*Exercise details*:
Every record that follows should be written out again without any change.

Source data
********

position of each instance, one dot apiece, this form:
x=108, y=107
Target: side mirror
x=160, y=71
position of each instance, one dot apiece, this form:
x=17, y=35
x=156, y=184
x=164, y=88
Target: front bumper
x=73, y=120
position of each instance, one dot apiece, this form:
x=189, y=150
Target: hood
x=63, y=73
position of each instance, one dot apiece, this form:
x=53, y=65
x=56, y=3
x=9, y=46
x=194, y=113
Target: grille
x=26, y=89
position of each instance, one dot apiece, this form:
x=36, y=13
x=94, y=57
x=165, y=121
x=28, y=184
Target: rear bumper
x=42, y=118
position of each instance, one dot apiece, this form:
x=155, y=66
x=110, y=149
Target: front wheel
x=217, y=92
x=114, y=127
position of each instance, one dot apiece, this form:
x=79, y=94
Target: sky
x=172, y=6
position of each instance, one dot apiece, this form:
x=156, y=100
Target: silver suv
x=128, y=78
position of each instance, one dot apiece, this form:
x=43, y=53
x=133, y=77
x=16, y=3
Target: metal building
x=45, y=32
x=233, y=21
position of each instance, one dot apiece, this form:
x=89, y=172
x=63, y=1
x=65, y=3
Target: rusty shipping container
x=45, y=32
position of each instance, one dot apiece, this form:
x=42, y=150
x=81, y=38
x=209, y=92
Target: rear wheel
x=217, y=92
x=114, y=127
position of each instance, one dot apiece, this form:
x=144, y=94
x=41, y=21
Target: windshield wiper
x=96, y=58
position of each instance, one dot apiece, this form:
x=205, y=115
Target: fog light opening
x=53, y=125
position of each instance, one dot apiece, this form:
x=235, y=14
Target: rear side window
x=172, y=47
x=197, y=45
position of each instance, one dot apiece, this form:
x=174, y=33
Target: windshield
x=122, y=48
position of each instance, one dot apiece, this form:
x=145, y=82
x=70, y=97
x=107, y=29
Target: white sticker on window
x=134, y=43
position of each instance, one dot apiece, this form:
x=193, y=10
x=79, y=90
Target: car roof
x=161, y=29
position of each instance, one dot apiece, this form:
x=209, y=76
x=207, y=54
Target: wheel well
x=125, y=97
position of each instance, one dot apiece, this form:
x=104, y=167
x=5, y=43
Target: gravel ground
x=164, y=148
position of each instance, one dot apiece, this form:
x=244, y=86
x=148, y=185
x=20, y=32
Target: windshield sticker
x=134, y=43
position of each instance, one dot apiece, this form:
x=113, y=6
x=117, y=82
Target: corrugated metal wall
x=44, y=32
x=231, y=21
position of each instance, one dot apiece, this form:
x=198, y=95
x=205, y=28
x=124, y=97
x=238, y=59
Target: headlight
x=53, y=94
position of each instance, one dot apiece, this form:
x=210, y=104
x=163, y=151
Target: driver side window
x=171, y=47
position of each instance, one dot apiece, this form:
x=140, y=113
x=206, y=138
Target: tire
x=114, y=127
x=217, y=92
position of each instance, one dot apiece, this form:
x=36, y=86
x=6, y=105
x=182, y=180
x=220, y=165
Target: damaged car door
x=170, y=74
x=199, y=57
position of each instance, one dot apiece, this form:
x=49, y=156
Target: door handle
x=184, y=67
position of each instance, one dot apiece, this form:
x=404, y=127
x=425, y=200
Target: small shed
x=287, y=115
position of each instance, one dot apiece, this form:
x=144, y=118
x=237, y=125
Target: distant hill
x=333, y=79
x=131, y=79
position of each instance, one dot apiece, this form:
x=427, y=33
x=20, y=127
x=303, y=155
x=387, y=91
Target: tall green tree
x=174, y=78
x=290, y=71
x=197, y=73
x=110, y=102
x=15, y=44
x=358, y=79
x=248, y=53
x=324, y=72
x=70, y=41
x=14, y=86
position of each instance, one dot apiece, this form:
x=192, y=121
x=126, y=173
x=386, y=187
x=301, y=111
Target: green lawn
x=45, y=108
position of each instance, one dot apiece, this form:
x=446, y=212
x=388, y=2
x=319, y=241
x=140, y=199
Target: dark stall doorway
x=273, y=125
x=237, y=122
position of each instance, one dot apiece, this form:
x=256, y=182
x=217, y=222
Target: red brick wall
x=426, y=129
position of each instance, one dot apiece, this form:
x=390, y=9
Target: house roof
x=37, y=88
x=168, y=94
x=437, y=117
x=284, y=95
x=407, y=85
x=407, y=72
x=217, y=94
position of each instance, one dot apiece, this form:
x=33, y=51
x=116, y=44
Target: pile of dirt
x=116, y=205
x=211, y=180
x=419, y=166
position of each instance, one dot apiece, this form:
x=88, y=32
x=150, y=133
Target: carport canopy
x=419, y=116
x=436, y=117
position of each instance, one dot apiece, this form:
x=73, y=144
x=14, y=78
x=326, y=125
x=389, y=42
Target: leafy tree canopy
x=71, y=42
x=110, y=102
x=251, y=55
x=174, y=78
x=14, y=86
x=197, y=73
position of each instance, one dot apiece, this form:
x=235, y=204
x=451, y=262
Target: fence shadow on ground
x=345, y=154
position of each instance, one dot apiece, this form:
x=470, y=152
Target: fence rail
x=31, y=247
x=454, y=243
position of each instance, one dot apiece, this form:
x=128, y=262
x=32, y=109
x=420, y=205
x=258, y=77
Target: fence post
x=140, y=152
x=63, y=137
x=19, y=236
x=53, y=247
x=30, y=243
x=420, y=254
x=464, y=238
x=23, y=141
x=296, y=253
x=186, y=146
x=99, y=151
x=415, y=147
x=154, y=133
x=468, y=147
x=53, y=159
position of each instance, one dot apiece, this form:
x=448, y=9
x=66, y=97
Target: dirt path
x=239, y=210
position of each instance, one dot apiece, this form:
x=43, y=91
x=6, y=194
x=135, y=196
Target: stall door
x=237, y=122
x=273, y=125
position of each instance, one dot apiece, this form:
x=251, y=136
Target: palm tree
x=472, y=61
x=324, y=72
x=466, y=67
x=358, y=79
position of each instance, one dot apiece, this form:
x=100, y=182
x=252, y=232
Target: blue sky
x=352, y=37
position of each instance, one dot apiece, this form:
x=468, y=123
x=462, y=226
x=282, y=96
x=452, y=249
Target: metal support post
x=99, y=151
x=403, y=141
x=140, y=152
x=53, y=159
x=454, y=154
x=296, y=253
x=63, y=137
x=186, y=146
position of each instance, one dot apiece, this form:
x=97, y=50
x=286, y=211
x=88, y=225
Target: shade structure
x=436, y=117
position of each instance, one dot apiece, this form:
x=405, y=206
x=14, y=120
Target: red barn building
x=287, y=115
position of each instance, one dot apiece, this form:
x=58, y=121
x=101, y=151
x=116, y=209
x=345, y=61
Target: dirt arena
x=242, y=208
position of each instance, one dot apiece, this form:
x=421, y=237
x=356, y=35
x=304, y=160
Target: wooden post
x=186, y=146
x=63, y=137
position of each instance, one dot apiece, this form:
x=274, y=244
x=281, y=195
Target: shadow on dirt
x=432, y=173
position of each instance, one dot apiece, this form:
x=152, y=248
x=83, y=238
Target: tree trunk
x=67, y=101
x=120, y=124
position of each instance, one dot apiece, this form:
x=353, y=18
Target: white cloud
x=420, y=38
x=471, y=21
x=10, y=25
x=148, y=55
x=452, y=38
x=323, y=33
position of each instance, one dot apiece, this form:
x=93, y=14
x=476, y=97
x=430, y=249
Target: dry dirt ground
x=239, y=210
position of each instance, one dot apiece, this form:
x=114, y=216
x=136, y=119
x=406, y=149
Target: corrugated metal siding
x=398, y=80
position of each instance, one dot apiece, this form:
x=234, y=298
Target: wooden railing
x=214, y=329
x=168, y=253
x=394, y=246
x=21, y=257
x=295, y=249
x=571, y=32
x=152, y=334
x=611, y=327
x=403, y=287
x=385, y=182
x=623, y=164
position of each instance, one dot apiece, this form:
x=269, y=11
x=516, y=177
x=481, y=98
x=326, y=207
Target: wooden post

********

*Reply to the exercise*:
position of each instance, one dot apiece, this form:
x=108, y=107
Target: side mirror
x=160, y=71
position of each instance, one dot apiece, this form:
x=17, y=35
x=156, y=184
x=164, y=88
Target: front bumper
x=73, y=120
position of each instance, one dot apiece, this form:
x=189, y=150
Target: hood
x=63, y=73
position of each instance, one dot apiece, this form:
x=53, y=65
x=56, y=3
x=9, y=46
x=194, y=113
Target: grille
x=26, y=89
position of each instance, one dot apiece, this form:
x=36, y=13
x=94, y=57
x=165, y=121
x=28, y=184
Target: rear bumper
x=42, y=118
position of each instance, one dot apiece, this form:
x=155, y=66
x=110, y=149
Target: front wheel
x=217, y=92
x=114, y=127
position of each instance, one dot apiece, this form:
x=79, y=94
Target: sky
x=172, y=6
position of each instance, one dot apiece, this form:
x=156, y=100
Target: silver suv
x=128, y=78
position of each instance, one dot apiece, this form:
x=43, y=53
x=133, y=77
x=16, y=3
Target: metal building
x=45, y=32
x=233, y=21
position of each instance, one dot apiece, this form:
x=89, y=172
x=63, y=1
x=65, y=3
Target: rusty shipping container
x=45, y=32
position of each instance, one dot apiece, this form:
x=42, y=150
x=81, y=38
x=209, y=92
Target: rear wheel
x=217, y=92
x=114, y=127
position of each instance, one dot apiece, this form:
x=144, y=94
x=41, y=21
Target: windshield wiper
x=96, y=58
position of each instance, one dot apiece, this form:
x=205, y=115
Target: fog light opening
x=53, y=125
position of each instance, one dot apiece, this form:
x=235, y=14
Target: rear side window
x=172, y=47
x=197, y=45
position of each instance, one dot apiece, this form:
x=174, y=33
Target: windshield
x=122, y=48
position of each instance, one dot apiece, this form:
x=145, y=82
x=70, y=97
x=107, y=29
Target: white sticker on window
x=134, y=43
position of each instance, one dot apiece, this form:
x=193, y=10
x=79, y=90
Target: car roof
x=161, y=29
position of each instance, one dot apiece, this form:
x=209, y=76
x=207, y=54
Target: wheel well
x=125, y=97
position of each instance, one dot apiece, this form:
x=104, y=167
x=5, y=43
Target: gravel ground
x=164, y=148
position of each instance, one dot apiece, this form:
x=244, y=86
x=148, y=185
x=20, y=32
Target: windshield sticker
x=134, y=43
position of each instance, one dot apiece, this form:
x=113, y=6
x=117, y=82
Target: corrugated metal wall
x=44, y=32
x=231, y=21
position of each instance, one dot apiece, this form:
x=198, y=95
x=205, y=28
x=124, y=97
x=238, y=59
Target: headlight
x=53, y=94
position of each instance, one dot apiece, this form:
x=210, y=104
x=163, y=151
Target: driver side window
x=171, y=47
position of each instance, one dot apiece, this form:
x=140, y=113
x=206, y=138
Target: tire
x=114, y=127
x=217, y=92
position of each instance, one dot apiece, this form:
x=36, y=86
x=6, y=105
x=182, y=180
x=220, y=165
Target: damaged car door
x=170, y=74
x=199, y=57
position of each instance, one dot apiece, this form:
x=49, y=156
Target: door handle
x=184, y=67
position of each instance, one dot apiece, this form:
x=404, y=127
x=425, y=200
Target: small shed
x=287, y=115
position of each instance, one dot apiece, this form:
x=144, y=118
x=237, y=125
Target: distant hill
x=333, y=79
x=131, y=79
position of each instance, one dot apiece, this form:
x=427, y=33
x=20, y=127
x=303, y=155
x=387, y=91
Target: tall green tree
x=174, y=78
x=290, y=71
x=197, y=73
x=110, y=102
x=15, y=44
x=358, y=79
x=248, y=53
x=324, y=72
x=70, y=41
x=14, y=86
position of each instance, one dot apiece, this form:
x=192, y=121
x=126, y=173
x=386, y=187
x=301, y=111
Target: green lawn
x=45, y=108
position of each instance, one dot apiece, this form:
x=446, y=212
x=388, y=2
x=319, y=241
x=140, y=199
Target: dark stall doorway
x=273, y=125
x=237, y=122
position of each instance, one dot apiece, this form:
x=256, y=182
x=217, y=222
Target: red brick wall
x=426, y=129
position of each instance, one dot apiece, this form:
x=390, y=9
Target: house roof
x=37, y=88
x=168, y=94
x=437, y=117
x=284, y=95
x=407, y=85
x=407, y=72
x=217, y=94
position of each instance, one dot apiece, this form:
x=33, y=51
x=116, y=44
Target: pile of dirt
x=116, y=205
x=211, y=180
x=419, y=166
position of each instance, one dot apiece, this form:
x=88, y=32
x=150, y=133
Target: carport canopy
x=419, y=116
x=436, y=117
position of each instance, one dot apiece, this form:
x=73, y=144
x=14, y=78
x=326, y=125
x=389, y=42
Target: leafy tree canopy
x=71, y=42
x=110, y=102
x=251, y=55
x=174, y=78
x=14, y=86
x=197, y=73
position of each instance, one dot apiece, this form:
x=235, y=204
x=451, y=262
Target: fence shadow on ground
x=345, y=154
position of each instance, one dot apiece, this form:
x=470, y=152
Target: fence rail
x=31, y=247
x=454, y=243
position of each instance, one dot apiece, this form:
x=128, y=262
x=32, y=109
x=420, y=205
x=258, y=77
Target: fence post
x=140, y=152
x=63, y=137
x=19, y=236
x=53, y=247
x=30, y=243
x=420, y=254
x=464, y=238
x=23, y=141
x=296, y=253
x=186, y=146
x=99, y=151
x=415, y=147
x=154, y=133
x=468, y=147
x=53, y=159
position of each instance, one dot apiece, this form:
x=448, y=9
x=66, y=97
Target: dirt path
x=239, y=210
position of each instance, one dot apiece, this form:
x=43, y=91
x=6, y=194
x=135, y=196
Target: stall door
x=237, y=122
x=273, y=125
position of each instance, one dot apiece, this form:
x=251, y=136
Target: palm tree
x=472, y=61
x=324, y=72
x=466, y=67
x=358, y=79
position of each instance, one dot apiece, this form:
x=100, y=182
x=252, y=232
Target: blue sky
x=352, y=37
position of each instance, one dot apiece, this form:
x=468, y=123
x=462, y=226
x=282, y=96
x=452, y=249
Target: metal support post
x=99, y=151
x=403, y=141
x=140, y=152
x=53, y=159
x=454, y=154
x=296, y=253
x=63, y=137
x=186, y=146
position of each instance, one dot apiece, this form:
x=97, y=50
x=286, y=211
x=88, y=225
Target: shade structure
x=436, y=117
position of each instance, one dot apiece, this form:
x=405, y=206
x=14, y=120
Target: red barn building
x=287, y=115
position of each instance, one dot apiece, this form:
x=58, y=121
x=101, y=151
x=116, y=209
x=345, y=61
Target: dirt arena
x=242, y=208
position of each instance, one dot apiece, this form:
x=421, y=237
x=356, y=35
x=304, y=160
Target: wooden post
x=186, y=146
x=63, y=137
position of each instance, one dot apiece, this form:
x=274, y=244
x=281, y=195
Target: shadow on dirt
x=432, y=173
position of each instance, one dot apiece, this form:
x=152, y=248
x=83, y=238
Target: tree trunk
x=67, y=101
x=120, y=124
position of each instance, one dot apiece, this form:
x=353, y=18
Target: white cloud
x=420, y=38
x=471, y=21
x=10, y=25
x=148, y=55
x=452, y=38
x=323, y=33
position of each instance, one dot apiece, this form:
x=93, y=14
x=476, y=97
x=430, y=249
Target: dry dirt ground
x=239, y=210
position of each instance, one dot apiece, this form:
x=114, y=216
x=136, y=119
x=406, y=149
Target: corrugated metal siding
x=398, y=80
position of each instance, one dot apiece, this form:
x=234, y=298
Target: wooden railing
x=214, y=329
x=168, y=253
x=394, y=246
x=21, y=257
x=295, y=249
x=571, y=32
x=152, y=334
x=611, y=327
x=403, y=287
x=385, y=182
x=623, y=164
position of each instance, one dot apiece, this form:
x=269, y=11
x=516, y=177
x=481, y=98
x=326, y=207
Target: wooden post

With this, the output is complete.